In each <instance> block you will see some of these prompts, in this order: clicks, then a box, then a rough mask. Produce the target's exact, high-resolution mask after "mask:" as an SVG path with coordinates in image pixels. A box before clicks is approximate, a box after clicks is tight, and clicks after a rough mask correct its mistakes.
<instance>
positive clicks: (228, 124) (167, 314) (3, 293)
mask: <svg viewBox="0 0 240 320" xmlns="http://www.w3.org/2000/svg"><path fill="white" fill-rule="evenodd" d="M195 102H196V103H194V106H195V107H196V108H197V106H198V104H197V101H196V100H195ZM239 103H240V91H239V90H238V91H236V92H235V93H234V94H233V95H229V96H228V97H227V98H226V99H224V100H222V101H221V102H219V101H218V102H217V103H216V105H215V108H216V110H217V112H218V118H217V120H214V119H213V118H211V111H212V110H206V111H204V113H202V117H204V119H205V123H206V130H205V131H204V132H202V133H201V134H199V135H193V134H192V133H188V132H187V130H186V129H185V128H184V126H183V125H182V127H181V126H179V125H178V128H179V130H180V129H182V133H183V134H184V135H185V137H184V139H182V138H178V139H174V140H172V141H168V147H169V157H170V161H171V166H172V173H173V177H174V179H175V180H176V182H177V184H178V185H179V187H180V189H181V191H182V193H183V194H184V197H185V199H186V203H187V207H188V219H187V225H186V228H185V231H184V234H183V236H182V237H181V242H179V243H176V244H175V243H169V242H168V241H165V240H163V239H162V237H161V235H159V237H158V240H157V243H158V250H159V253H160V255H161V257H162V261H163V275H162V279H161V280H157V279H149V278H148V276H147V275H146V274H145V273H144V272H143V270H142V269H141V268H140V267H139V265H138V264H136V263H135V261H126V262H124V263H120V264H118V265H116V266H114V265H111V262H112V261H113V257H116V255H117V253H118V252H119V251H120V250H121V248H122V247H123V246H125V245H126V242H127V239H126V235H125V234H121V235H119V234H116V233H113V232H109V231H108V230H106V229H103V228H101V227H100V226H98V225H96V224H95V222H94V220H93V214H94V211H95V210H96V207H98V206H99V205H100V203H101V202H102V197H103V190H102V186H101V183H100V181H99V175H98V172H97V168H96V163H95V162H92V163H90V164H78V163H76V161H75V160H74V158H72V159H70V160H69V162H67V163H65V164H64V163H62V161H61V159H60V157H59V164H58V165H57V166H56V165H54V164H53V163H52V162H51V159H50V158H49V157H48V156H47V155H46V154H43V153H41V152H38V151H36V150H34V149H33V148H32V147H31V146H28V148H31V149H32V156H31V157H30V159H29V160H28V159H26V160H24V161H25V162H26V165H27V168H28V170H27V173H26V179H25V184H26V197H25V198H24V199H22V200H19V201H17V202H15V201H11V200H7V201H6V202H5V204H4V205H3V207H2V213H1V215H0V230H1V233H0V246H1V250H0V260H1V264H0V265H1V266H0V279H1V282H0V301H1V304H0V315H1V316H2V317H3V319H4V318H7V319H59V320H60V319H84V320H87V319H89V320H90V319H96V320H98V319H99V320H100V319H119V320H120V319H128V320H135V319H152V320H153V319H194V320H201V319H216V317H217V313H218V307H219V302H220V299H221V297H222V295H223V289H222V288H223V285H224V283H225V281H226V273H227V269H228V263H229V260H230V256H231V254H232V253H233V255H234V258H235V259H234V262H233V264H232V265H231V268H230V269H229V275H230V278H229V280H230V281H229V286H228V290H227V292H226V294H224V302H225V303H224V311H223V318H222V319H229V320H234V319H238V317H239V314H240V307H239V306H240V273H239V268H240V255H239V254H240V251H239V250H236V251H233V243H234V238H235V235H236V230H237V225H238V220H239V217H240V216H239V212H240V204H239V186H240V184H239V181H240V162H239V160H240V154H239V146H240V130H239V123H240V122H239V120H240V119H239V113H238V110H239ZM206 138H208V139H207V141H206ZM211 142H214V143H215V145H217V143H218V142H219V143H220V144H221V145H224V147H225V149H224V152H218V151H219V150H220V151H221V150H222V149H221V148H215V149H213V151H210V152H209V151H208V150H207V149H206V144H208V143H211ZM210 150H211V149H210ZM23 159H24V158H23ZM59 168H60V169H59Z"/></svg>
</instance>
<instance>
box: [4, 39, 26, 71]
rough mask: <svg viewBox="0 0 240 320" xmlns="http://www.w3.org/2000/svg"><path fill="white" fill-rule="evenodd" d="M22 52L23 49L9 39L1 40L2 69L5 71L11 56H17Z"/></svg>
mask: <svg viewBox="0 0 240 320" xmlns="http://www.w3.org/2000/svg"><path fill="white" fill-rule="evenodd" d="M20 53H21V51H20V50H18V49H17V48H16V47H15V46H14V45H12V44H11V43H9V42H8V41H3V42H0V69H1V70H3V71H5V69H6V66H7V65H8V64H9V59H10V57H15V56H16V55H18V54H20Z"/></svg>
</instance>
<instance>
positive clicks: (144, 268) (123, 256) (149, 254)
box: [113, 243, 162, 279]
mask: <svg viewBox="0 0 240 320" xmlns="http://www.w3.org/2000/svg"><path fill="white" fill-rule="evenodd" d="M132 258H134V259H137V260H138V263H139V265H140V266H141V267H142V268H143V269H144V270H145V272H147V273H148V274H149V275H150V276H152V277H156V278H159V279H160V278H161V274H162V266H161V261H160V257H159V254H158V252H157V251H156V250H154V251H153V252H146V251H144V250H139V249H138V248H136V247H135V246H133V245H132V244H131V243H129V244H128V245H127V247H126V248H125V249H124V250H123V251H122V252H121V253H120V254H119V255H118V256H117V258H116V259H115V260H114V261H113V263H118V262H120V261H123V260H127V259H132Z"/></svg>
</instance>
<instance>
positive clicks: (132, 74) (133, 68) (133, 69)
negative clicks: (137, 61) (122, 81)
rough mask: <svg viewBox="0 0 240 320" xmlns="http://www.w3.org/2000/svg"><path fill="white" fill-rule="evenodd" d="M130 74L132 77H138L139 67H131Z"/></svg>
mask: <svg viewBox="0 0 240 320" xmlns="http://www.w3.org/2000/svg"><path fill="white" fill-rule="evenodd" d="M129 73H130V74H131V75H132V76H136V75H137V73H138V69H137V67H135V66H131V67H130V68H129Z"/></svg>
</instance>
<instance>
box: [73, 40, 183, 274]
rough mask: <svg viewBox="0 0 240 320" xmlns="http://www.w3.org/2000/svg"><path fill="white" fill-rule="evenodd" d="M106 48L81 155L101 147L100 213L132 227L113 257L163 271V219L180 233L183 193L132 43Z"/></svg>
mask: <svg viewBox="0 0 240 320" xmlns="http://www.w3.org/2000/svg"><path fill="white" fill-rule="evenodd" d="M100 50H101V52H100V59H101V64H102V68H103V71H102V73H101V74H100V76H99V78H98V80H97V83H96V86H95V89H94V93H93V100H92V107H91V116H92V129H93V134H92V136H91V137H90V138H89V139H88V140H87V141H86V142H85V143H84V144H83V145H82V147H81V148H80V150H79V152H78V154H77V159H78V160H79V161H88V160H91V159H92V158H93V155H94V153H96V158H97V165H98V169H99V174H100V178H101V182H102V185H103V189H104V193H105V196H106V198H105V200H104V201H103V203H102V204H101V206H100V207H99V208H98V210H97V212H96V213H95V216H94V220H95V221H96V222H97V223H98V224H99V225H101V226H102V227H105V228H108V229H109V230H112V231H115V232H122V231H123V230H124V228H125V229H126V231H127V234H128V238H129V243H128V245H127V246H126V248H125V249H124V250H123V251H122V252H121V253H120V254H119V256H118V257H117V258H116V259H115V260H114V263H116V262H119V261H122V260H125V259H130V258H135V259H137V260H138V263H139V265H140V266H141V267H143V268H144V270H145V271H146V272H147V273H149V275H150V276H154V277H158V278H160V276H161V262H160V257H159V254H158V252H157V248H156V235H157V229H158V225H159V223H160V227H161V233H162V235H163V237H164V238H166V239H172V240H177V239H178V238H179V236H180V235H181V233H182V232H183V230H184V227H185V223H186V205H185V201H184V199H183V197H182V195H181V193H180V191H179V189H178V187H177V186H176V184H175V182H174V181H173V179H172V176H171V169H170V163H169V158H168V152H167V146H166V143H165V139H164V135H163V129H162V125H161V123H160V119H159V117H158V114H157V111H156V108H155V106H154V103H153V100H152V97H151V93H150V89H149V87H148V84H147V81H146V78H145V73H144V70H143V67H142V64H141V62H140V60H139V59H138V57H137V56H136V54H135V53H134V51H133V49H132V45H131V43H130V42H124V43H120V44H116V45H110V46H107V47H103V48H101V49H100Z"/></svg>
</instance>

• _What needs to be done_: Your answer should be the lines above from the one containing "box: [4, 39, 26, 71]" through the one containing "positive clicks: (144, 268)", copied exactly and with both ends kept.

• _Reply_:
box: [4, 39, 26, 71]
rough mask: <svg viewBox="0 0 240 320" xmlns="http://www.w3.org/2000/svg"><path fill="white" fill-rule="evenodd" d="M22 52L23 49L9 39L1 40L2 69L5 71L11 56H17Z"/></svg>
mask: <svg viewBox="0 0 240 320" xmlns="http://www.w3.org/2000/svg"><path fill="white" fill-rule="evenodd" d="M20 53H21V51H20V50H18V49H17V48H16V47H15V46H14V45H12V44H11V43H9V42H8V41H3V42H0V69H1V70H3V71H5V69H6V66H7V65H8V64H9V59H10V57H15V56H16V55H18V54H20Z"/></svg>
</instance>
<instance>
positive clicks: (144, 268) (123, 256) (149, 254)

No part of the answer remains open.